DOCUMENT PASSAGE:
====

Twenty-eight health workers were admitted with Ebola (19 from Kailahun district and 12 from other districts) comprising 11 nurses, 7 community health workers, 2 doctors, 2 laboratory technicians, an ambulance driver, a vaccinator, a national staff working for an international organization a contact tracer, a counsellor and a surveillance officer.

Clinical manifestations

Table1 shows the clinical features of 245 consecutive Ebola patients for whom clinical history was recorded consecutively from August 2014. Fever, fatigue, headache, joint and abdominal pains, diarrhoea and vomiting were present in >50%. Unusual features were chest pain in 44% and cough in 40%. Unexplained bleeding was seen in only 5%. The median hospitalisation time (Figure4) for all 489 confirmed cases was 7 days (IQR 3–14, range 1–35). For patients who died this was 4 days (IQR 2–6, range 1–31), for patients who recovered, 14 days (IQR 11–19, range 4–35).

Table 1.

Clinical features at admission of confirmed Ebola cases recorded consecutively at the Ebola management centre, Kailahun, Sierra Leone (August–October 2014)*

Clinical features (n-245) (%)
Fever 87
Fatigue 77
Headache 73
Anorexia 72
Joint pain 56
Abdominal pain 51
Diarrhoea 48
Nausea/vomiting 46
Chest pain 44
Cough 40
Difficulty swallowing 26
Sore throat 26
Difficulty breathing 20
Hiccups 15
Pain behind the eyes 12
Confused/disoriented 9
Jaundice 8
Unexplained bleeding 5
Skin rash 3
Conjunctivitis 2
Coma 1
*

Clinical history was recorded consecutively only from August 2014 when such data collection was initiated in the project.

Figure 4.

Figure 4

Length of hospitalisation of confirmed Ebola cases among those who died or recovered at the Ebola management centre, Kailahun, Sierra Leone during Epidemiology weeks 26–40 (June 23rd – October 5th 2014).

Case fatality and treatment outcomes

Of the 489 admitted Ebola cases, one outcome was unrecorded in the database. Of the remaining 488, 227 (47%, 95% CI: 42–51) were discharged, 259 died (53%, 95% CI:49–58), and 3 (1%) were transferred.

Figure5 shows the cumulative incidence of death among confirmed Ebola cases. 246 (95%) deaths occurred within the first 10 days of admission and 8 after 10–18 days. Five patients died after at least 18 days (including one at 31 days), when they were in the recovery or convalescent phase (defined as late deaths). Exact reasons for these late deaths are unknown.

Figure 5.

Figure 5

Cumulative incidence of death among confirmed Ebola cases admitted to the Ebola management centre, Kailahun, Sierra Leone during Epidemiology weeks 26 to 40 (June 23rd – October 5th 2014).

Of the 28 health workers admitted, 19 (68%) died (2 doctors and 2 laboratory technicians, 7 of the 11 nurses, 3 of the 7 community workers, the ambulance driver, the vaccinator, a national staff working for an international organisation, a counsellor and a surveillance officer). Case fatality in health workers (68%, 95% CI: 48–84) was higher than in other occupations (52%, 95%CI: 47–57) (P = 0.05).

====

Please carry on the Ebola treatment report above, starting after its final sentence.

====

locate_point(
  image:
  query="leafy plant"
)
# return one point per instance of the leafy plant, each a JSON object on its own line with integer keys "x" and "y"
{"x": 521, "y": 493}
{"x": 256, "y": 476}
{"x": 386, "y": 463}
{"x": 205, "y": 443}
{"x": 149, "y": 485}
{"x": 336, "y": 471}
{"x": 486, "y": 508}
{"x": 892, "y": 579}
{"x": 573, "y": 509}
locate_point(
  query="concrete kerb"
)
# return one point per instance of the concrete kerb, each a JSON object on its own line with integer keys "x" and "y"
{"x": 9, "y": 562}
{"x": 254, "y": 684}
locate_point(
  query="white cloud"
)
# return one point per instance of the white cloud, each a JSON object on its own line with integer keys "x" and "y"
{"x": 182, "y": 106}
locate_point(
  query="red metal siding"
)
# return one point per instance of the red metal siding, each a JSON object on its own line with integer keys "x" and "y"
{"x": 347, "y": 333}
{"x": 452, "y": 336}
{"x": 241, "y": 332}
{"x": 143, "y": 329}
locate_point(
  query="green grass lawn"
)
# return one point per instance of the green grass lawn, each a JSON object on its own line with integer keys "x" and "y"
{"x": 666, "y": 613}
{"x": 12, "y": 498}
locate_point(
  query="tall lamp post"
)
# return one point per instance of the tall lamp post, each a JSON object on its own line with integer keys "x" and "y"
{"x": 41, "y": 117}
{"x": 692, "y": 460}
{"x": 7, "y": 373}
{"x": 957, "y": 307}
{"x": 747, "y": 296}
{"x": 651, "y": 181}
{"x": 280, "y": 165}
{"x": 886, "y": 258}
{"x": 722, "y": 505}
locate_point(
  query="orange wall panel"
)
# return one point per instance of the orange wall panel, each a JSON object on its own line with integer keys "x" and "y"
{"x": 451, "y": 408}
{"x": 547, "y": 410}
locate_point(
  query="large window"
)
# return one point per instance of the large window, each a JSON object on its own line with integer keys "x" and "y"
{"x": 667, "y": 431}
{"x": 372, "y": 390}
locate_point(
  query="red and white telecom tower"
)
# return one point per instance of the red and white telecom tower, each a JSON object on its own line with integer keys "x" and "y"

====

RESULT FOR THIS TASK:
Contact tracing and community infectivity time

In addition to 489 confirmed Ebola cases, there were 36 probable cases – 19 deaths on ambulance arrival and 17 unexplained community deaths. The number of contacts for all 525 cases was estimated at 5250, of whom 1923 (37%) were identified. The median community infectivity time (CIT) was 6.5 days (IQR 3–8 days) for both general population and health workers (= 0.4). Median CIT was 4 days (IQR, 3–7) for cases from Kailahun district and 8 days (IQR, 5–11) for those from other districts (P < 0.001).

Discussion

This is the first study from a remote rural district setting in Sierra Leone during the current Ebola outbreak. It shows an upward trend in Ebola admissions with one in three cases originating from outside the district. Although about half of all admitted Ebola cases recovered, the case-fatality rate among health workers was high. Of particular concern is the long community infectivity time, which magnifies community transmission.

Our findings reflect the reality of a district setting with very limited logistics and few trained staff struggling to cope with the scale of the outbreak. It also points to inadequate infection control and protection of health workers within an already weak health system eroded by decades of conflict.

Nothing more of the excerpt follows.